Point annotation dataset records
^^^^
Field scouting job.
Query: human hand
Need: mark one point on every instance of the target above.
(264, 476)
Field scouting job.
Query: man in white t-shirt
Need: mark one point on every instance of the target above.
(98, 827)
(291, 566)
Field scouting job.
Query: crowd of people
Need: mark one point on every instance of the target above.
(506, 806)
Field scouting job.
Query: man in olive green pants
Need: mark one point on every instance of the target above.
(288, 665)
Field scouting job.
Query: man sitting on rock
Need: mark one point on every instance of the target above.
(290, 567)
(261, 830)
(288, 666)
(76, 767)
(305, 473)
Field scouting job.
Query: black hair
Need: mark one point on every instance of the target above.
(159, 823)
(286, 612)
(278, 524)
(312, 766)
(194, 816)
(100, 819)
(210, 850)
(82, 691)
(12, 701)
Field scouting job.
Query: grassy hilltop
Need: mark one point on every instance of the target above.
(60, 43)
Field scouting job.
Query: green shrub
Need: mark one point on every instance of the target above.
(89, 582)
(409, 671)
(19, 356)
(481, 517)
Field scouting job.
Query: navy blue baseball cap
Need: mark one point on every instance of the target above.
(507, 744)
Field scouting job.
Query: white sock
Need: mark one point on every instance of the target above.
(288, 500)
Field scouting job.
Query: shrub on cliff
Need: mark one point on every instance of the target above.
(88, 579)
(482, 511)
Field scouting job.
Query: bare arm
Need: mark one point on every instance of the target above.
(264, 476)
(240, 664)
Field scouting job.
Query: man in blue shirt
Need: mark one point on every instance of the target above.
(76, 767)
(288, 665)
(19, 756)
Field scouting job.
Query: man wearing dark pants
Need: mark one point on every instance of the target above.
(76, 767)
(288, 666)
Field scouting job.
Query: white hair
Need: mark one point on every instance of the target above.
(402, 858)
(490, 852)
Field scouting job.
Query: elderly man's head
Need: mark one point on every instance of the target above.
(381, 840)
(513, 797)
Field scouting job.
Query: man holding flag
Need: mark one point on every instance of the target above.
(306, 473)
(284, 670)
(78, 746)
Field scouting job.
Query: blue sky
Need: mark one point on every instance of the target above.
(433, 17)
^^^^
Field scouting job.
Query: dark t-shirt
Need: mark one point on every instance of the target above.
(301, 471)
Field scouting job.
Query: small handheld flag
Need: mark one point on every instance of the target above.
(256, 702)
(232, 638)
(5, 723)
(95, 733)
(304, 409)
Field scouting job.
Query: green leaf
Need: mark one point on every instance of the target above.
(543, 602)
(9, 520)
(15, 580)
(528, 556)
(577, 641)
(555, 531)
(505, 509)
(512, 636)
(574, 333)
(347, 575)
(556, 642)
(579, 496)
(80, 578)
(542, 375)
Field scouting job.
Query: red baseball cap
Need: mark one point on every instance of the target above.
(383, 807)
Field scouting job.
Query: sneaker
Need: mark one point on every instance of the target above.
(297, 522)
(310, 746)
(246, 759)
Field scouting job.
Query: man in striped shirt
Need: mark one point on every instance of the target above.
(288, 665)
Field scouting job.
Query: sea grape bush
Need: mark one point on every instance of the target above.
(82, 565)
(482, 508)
^^^^
Count the lines in the items above that contain the word "white", and reply with the number alone.

3